## [Direction]
State only the number of lines in the material below that contain the string "Give". Matches must have the same capitalization.

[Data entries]

>>>>

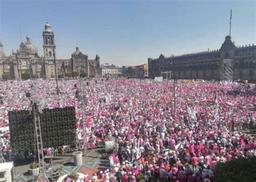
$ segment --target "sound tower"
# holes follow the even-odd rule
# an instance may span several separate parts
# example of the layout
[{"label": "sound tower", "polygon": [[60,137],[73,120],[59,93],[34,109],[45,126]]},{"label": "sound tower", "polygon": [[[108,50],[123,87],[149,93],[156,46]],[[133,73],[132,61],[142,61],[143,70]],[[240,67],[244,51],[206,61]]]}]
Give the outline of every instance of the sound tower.
[{"label": "sound tower", "polygon": [[[14,152],[34,150],[35,124],[28,110],[8,112],[11,147]],[[76,141],[74,107],[44,109],[40,114],[44,148],[73,145]]]}]

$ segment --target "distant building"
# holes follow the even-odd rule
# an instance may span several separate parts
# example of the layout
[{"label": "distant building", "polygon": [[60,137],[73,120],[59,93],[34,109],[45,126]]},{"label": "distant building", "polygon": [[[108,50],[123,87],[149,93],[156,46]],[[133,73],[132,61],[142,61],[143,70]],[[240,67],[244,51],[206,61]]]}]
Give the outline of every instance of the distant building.
[{"label": "distant building", "polygon": [[66,66],[65,72],[79,72],[84,73],[87,77],[99,76],[100,75],[100,58],[96,55],[95,59],[88,59],[88,55],[84,54],[76,47],[71,55],[69,64]]},{"label": "distant building", "polygon": [[118,67],[114,65],[106,63],[101,66],[102,76],[112,77],[118,74]]},{"label": "distant building", "polygon": [[138,66],[123,66],[123,76],[132,78],[147,77],[147,64]]},{"label": "distant building", "polygon": [[[8,75],[11,79],[21,79],[22,73],[29,73],[32,78],[55,78],[55,65],[57,75],[67,72],[84,72],[87,76],[100,76],[100,58],[88,59],[77,47],[70,59],[57,59],[55,34],[51,25],[46,23],[43,32],[44,55],[39,57],[37,48],[31,43],[28,35],[26,42],[21,43],[19,49],[7,56],[0,39],[0,79]],[[56,64],[55,62],[56,60]]]},{"label": "distant building", "polygon": [[226,60],[231,61],[234,80],[256,81],[256,46],[238,47],[230,36],[219,50],[170,57],[161,54],[158,58],[149,58],[149,76],[160,76],[161,73],[171,71],[171,76],[177,79],[220,80]]}]

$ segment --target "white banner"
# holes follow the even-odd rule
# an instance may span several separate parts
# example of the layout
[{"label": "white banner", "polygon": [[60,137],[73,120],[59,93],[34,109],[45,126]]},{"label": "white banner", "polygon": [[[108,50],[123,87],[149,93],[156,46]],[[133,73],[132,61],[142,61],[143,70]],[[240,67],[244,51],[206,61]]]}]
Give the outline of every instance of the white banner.
[{"label": "white banner", "polygon": [[154,81],[161,82],[163,81],[163,76],[156,76]]}]

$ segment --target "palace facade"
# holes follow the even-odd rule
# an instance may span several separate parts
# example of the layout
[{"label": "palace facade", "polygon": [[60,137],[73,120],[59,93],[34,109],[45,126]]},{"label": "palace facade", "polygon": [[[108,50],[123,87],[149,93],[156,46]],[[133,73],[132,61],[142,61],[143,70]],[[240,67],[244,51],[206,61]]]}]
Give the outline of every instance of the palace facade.
[{"label": "palace facade", "polygon": [[[148,59],[149,76],[163,76],[171,72],[176,79],[220,80],[224,60],[231,61],[233,80],[256,81],[256,45],[237,46],[227,36],[220,48],[180,55]],[[168,76],[169,77],[169,76]]]}]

<<<<

## [Task answer]
4